| Tareas pendientes |
• a. ¿Cuáles son todos los aparatos en los que, según el fragmento sobre los niños que gritan, suelen estar absortos las madres y los padres?
• b. Responde a estas preguntas sobre el fragmento sobre los niños que gritan:
(i) ¿Cómo se llama el sobrino que gritaba "¡Tía!"?
(ii) ¿Qué edad se menciona en la respuesta dada a ese sobrino?
(iii) ¿Entre qué animales sirven las señales auditivas a los cachorros para comunicarse con sus madres?

[O lo que hay detrás de los
gritos]
Vivo en el campo desde hace
muchos años y mis oídos están habituados a un sonido ambiente muy distinto del
de las ciudades. No es que el campo sea, como muchos creen, un lugar de
silencio, más bien al contrario. Pero se trata de una gama amplia y diversa de
ruidos (el balido de las ovejas, el canto de los pájaros), carentes de esa
densidad machacona de los de la gran ciudad.
Por eso, cuando tengo niños como
invitados acabo trastornada por el volumen altísimo de sus voces. “¡Tía!”, me
gritaba un día un sobrino como si yo anduviese por la cima de una montaña
cuando, en realidad, estaba sentada a su lado. Le contesté: “Nathan, dosifica
un poco esos pulmones para cuando la tía tenga 90 años. De momento, te oigo
estupendamente” De esta forma le enseñé a moderar el volumen. Pero, teniendo en
cuenta que este desfase tonal es común a mis huéspedes más jóvenes, me pregunto
por qué tantos niños gritan en lugar de hablar.
Es verdad que los ruidos que los
invaden son atronadores. Es probable que en casa tengan que competir con la
televisión y otros aparatos; y en la guardería, para hacerse oír, deberán
elevar su voz sobre la de sus compañeros. También es posible que griten para
captar la atención de sus madres y padres, absortos a menudo en sus tabletas,
sus teléfonos y sus ordenadores. De hecho, entre los grandes simios, las
señales auditivas sirven a los cachorros para comunicarse con sus madres si
están fuera de su campo de visión. Es como si dijeran: “¡Hola, que estoy
aquí!”. “¡Que estoy aquí” es lo que nos están diciendo nuestros pequeños y en
el tono excesivamente alto de su voz no hay alegría o libertad, sino más bien
desesperación.

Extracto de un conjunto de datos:
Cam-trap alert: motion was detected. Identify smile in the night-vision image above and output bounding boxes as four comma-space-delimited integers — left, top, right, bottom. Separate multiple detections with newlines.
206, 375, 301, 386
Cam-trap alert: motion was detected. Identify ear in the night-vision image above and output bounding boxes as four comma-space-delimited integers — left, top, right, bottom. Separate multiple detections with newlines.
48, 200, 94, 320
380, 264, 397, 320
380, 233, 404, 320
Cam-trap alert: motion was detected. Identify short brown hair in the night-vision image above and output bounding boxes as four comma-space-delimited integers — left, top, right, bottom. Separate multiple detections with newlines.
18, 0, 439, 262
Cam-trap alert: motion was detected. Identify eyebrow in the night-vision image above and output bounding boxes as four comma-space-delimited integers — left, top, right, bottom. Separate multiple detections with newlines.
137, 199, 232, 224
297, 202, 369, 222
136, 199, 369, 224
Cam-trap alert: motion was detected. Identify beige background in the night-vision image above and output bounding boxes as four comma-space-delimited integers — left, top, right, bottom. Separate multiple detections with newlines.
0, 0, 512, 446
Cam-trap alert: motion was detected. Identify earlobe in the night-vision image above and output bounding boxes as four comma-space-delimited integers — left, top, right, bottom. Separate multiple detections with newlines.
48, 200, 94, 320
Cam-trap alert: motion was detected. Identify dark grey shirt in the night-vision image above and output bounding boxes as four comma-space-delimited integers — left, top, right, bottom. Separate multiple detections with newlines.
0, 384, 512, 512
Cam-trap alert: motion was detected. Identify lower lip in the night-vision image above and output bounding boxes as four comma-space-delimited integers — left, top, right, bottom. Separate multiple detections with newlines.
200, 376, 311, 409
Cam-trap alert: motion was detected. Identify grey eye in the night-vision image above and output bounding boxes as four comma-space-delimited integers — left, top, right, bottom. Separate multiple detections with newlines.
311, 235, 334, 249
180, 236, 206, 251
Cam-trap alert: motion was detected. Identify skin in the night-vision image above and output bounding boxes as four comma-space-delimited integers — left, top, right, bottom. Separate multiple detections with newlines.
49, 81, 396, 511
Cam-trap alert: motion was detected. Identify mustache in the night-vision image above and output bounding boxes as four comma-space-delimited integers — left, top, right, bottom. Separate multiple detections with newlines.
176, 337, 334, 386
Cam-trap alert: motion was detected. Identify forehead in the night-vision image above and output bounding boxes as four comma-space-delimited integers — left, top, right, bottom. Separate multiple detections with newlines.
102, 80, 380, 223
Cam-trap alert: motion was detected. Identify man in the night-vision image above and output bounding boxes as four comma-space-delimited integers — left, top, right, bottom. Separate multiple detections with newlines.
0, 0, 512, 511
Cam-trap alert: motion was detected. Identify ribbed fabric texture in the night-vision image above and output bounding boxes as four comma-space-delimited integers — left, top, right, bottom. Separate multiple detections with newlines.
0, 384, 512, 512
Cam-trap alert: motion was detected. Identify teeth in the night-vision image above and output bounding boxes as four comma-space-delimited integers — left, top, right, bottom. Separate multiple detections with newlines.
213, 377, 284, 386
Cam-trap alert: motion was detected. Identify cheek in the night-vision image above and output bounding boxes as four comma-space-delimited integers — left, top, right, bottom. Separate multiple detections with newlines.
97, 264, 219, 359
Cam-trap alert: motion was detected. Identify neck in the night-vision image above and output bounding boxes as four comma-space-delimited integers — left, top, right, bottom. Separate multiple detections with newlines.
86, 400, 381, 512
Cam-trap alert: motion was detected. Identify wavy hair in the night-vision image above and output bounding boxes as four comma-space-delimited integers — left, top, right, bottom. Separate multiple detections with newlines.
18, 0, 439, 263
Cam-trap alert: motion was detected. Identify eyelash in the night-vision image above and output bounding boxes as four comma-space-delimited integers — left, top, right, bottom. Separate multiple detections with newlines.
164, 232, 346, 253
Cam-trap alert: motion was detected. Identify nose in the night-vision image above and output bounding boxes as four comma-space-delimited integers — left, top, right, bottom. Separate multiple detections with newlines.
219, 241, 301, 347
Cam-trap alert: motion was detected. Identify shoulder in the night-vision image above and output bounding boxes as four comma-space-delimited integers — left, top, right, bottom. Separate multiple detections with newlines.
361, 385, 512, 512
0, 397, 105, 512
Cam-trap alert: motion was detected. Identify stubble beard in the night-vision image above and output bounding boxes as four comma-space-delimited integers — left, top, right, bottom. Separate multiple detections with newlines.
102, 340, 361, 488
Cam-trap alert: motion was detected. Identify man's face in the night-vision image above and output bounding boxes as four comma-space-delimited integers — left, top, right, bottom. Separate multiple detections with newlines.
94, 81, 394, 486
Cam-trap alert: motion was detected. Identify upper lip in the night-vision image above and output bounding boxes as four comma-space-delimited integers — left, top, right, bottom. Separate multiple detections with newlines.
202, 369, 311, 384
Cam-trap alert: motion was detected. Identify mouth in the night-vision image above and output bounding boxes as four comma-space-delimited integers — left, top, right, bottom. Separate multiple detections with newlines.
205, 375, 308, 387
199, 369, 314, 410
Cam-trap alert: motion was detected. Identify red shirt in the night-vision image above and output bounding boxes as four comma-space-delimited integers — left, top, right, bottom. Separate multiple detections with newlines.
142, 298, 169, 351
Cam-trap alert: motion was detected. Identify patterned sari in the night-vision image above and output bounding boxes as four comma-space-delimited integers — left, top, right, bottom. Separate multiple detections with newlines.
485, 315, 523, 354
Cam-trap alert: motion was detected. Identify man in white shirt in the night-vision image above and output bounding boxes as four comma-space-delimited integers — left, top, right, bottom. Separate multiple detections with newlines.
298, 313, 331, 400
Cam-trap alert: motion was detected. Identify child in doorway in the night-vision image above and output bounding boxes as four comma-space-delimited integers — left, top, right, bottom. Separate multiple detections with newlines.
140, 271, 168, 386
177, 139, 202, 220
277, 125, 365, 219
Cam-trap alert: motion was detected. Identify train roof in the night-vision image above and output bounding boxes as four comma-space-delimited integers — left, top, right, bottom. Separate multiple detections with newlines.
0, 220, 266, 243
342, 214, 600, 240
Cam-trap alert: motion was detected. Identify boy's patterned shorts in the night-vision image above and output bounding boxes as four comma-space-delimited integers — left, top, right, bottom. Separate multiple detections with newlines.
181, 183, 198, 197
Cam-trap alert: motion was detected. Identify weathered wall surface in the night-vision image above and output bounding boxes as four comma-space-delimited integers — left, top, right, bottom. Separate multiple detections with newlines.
...
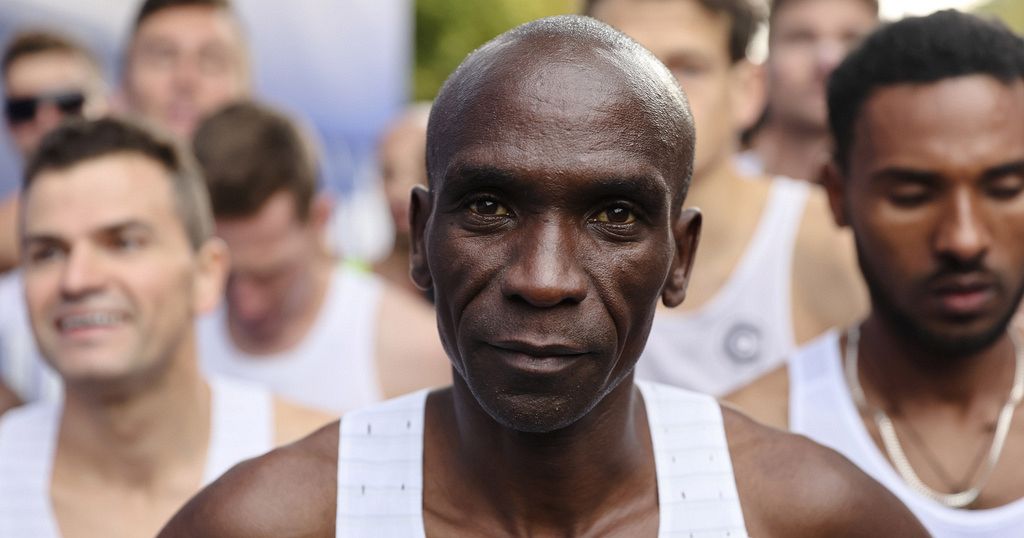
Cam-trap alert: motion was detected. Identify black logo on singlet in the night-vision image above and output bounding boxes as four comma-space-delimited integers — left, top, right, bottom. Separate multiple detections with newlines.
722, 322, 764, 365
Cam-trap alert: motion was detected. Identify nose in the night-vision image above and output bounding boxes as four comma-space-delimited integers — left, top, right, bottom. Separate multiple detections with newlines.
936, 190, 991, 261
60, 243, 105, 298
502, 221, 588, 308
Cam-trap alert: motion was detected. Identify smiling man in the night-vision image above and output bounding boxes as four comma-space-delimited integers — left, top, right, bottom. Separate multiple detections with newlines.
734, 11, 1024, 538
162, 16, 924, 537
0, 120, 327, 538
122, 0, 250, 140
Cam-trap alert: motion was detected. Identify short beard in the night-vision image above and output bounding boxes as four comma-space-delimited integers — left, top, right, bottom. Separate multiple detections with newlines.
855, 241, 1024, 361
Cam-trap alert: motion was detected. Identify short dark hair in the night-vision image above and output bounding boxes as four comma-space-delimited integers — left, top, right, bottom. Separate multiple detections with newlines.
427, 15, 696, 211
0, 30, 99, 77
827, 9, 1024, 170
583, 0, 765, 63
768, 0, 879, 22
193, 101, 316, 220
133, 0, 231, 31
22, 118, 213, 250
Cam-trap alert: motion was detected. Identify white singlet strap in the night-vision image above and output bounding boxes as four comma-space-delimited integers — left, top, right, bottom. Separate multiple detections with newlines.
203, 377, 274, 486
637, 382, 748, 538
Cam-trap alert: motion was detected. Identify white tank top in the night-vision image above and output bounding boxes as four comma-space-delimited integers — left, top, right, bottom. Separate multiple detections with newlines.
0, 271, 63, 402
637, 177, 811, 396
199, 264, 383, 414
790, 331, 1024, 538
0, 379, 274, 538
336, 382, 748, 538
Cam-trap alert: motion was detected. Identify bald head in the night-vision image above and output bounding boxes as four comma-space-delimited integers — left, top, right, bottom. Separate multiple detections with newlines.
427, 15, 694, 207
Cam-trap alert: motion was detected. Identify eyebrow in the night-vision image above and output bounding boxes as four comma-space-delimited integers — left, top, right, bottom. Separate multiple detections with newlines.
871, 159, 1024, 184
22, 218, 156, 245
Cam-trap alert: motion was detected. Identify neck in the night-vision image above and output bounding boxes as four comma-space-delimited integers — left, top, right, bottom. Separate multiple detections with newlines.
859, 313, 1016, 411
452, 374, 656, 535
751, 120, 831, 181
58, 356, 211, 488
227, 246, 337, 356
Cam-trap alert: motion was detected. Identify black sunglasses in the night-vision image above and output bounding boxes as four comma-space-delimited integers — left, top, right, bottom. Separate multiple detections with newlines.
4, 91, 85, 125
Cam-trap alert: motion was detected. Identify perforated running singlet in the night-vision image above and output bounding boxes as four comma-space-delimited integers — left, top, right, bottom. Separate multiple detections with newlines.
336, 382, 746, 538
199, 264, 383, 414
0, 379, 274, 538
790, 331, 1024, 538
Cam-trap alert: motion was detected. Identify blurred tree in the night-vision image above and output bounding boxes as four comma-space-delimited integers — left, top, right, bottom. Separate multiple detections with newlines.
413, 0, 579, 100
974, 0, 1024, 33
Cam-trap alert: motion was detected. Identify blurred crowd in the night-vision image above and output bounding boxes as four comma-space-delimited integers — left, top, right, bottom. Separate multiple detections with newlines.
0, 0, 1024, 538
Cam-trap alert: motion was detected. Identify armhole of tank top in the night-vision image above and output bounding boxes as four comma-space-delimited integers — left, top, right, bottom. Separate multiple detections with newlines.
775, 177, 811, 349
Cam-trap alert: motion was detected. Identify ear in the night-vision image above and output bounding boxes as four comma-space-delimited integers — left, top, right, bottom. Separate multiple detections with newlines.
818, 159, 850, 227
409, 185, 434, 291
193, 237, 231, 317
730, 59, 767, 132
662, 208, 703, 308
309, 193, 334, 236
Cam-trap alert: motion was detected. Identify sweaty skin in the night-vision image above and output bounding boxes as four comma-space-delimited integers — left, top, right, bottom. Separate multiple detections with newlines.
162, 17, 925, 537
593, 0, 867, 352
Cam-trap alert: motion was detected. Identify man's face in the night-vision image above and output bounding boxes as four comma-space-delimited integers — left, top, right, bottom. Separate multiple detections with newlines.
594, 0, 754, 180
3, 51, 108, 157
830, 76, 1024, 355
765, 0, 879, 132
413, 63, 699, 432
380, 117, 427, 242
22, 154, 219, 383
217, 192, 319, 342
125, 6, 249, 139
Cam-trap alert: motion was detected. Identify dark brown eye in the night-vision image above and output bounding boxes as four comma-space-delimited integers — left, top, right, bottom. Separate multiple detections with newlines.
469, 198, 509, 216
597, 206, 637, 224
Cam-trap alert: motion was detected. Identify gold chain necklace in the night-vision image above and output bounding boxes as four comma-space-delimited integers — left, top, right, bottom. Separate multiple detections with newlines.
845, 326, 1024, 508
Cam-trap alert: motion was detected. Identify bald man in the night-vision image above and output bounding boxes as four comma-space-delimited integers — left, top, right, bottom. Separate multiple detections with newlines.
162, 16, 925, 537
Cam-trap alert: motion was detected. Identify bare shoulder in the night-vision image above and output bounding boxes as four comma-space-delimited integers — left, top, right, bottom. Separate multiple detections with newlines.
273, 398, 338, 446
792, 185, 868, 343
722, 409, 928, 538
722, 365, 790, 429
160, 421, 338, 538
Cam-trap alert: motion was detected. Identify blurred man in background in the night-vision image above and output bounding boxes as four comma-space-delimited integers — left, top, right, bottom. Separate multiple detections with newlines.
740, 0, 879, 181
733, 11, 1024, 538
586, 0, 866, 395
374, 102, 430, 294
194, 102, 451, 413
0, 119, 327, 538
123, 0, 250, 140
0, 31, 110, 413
--
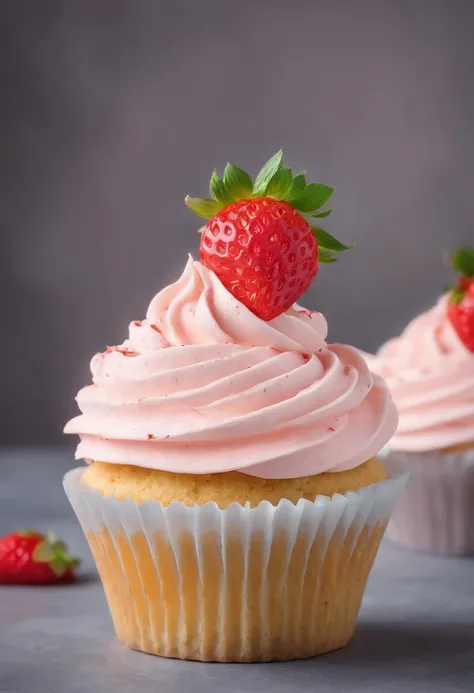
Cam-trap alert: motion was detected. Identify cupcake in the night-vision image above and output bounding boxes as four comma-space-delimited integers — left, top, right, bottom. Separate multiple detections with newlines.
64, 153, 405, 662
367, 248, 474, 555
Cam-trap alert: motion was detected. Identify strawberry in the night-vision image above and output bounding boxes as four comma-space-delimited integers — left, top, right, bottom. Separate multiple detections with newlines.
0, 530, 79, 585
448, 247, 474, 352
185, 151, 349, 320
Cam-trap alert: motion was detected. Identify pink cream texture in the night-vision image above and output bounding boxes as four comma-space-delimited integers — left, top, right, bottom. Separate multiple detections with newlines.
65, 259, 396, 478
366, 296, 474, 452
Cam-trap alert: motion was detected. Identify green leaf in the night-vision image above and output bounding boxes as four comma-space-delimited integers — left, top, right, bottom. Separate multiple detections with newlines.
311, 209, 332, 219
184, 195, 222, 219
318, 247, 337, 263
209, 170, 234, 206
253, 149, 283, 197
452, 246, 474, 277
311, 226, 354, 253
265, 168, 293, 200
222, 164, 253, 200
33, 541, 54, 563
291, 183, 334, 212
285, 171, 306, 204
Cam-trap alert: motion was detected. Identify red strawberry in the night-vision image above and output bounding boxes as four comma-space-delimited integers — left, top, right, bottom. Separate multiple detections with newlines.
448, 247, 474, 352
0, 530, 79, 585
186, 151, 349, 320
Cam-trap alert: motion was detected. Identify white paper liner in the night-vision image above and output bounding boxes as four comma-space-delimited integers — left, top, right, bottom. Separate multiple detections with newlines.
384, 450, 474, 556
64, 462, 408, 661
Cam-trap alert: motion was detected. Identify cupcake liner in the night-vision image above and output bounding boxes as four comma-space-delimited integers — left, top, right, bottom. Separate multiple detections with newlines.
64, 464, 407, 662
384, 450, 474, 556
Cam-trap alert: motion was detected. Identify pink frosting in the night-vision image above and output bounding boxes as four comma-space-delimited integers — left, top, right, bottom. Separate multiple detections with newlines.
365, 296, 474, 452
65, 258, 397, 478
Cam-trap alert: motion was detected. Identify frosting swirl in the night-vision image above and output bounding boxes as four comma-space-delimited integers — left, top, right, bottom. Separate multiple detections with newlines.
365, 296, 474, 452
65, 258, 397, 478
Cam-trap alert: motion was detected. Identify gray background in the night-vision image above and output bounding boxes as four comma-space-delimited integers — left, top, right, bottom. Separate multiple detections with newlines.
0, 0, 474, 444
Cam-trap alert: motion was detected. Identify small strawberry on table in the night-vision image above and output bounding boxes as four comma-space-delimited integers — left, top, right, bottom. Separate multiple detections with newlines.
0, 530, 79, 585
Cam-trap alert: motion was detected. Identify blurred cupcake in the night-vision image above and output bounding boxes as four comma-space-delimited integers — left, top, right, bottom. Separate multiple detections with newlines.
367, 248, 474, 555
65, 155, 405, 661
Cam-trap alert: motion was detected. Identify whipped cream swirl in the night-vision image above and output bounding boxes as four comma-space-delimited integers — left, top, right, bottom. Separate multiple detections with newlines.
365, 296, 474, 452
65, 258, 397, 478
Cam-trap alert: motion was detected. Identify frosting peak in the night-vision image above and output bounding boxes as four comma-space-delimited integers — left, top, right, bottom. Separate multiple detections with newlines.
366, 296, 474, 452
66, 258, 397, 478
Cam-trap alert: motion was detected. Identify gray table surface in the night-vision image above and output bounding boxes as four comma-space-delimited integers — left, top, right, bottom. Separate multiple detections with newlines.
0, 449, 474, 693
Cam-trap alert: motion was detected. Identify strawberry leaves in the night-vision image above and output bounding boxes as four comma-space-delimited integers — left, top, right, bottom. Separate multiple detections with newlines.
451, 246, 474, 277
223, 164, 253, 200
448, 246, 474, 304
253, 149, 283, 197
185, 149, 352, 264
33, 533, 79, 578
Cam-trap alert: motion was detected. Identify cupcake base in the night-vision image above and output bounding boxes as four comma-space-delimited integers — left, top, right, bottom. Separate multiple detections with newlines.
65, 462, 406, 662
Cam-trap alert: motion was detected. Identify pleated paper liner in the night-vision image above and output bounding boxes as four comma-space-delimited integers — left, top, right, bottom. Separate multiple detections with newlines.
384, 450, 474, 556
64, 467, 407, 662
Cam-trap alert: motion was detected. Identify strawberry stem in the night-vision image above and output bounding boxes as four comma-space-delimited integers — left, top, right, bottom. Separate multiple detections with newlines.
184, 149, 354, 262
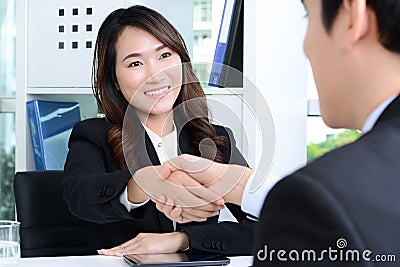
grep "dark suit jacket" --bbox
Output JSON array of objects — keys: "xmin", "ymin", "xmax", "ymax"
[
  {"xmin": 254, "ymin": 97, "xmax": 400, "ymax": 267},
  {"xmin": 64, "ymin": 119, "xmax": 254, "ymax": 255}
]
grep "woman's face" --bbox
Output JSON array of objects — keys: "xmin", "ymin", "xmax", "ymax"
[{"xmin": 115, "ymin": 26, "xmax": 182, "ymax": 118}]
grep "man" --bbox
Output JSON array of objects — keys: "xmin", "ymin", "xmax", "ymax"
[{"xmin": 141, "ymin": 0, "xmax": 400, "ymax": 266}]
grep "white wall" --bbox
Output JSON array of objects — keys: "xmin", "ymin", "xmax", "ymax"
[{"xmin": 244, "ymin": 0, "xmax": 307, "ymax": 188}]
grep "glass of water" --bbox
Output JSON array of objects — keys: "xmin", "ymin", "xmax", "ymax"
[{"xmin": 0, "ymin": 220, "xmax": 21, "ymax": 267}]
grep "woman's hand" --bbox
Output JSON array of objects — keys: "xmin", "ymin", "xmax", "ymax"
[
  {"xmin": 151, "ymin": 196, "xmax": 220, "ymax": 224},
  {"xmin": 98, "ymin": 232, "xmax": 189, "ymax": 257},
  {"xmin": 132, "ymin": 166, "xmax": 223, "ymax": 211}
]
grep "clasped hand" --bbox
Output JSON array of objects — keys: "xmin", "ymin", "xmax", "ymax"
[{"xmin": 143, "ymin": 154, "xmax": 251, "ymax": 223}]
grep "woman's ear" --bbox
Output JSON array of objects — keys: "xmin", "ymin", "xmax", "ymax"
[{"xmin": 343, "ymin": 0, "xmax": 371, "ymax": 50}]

| Respuestas por tarea |
• a. Tabletas, teléfonos y ordenadores.

• b.
(i) Nathan.
(ii) 90 años.
(iii) Entre los grandes simios.